§ **What to produce**
Reproduce, without alteration, the portion of the records below that begins with the line containing "Put one point on each instance of the black" and continues through the final line of the records, including both of those lines.
Start Provided data
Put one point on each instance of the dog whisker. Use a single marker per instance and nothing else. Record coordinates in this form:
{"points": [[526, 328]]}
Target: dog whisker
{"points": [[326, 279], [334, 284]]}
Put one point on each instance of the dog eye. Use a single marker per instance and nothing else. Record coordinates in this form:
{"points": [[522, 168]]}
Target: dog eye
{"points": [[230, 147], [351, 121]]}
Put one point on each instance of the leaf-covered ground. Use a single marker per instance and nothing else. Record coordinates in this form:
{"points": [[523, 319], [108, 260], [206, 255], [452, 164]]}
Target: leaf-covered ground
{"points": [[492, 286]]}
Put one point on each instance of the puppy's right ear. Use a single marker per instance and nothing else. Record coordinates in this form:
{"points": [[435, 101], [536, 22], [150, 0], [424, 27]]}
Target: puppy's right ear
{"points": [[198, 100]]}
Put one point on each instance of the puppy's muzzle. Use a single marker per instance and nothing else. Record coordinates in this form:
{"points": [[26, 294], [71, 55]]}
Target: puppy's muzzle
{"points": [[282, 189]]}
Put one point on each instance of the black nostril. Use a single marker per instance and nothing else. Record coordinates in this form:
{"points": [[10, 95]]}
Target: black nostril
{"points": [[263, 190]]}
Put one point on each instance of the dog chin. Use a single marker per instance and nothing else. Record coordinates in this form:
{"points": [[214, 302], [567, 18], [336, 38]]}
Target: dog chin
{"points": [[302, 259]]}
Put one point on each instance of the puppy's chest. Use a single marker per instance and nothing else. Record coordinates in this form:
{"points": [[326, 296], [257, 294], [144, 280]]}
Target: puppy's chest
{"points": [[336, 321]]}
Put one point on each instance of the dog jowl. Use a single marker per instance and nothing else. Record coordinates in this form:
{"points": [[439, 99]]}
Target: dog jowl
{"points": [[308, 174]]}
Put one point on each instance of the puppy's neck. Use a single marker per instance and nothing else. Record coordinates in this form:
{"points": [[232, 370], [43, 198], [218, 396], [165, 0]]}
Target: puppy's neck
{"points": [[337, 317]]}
End Provided data
§ **Exercise result**
Put one point on each instance of the black nostril. Use a single marker per instance and nothing else. Record coordinates in this form:
{"points": [[10, 95]]}
Target: black nostril
{"points": [[263, 190]]}
Put one point on each instance of the dog chin. Use a single marker per instance and nothing else. Record coordinates in this form:
{"points": [[214, 302], [567, 18], [336, 38]]}
Target: dog chin
{"points": [[302, 259]]}
Put one point on each instance of the puppy's chest. Use a single marker per instance and nothing else. Record coordinates in this form:
{"points": [[326, 296], [257, 294], [144, 280]]}
Target: puppy's chest
{"points": [[336, 321]]}
Put one point on each instance of the dog jowl. Use a single marker per instance and nothing else. Record coordinates in this form:
{"points": [[439, 99]]}
Target: dog jowl
{"points": [[308, 174]]}
Put one point on each instance of the puppy's neck. Use a single marker per instance and nothing else. Record coordinates in this form:
{"points": [[232, 370], [43, 198], [218, 396], [165, 0]]}
Target: puppy's neck
{"points": [[337, 317]]}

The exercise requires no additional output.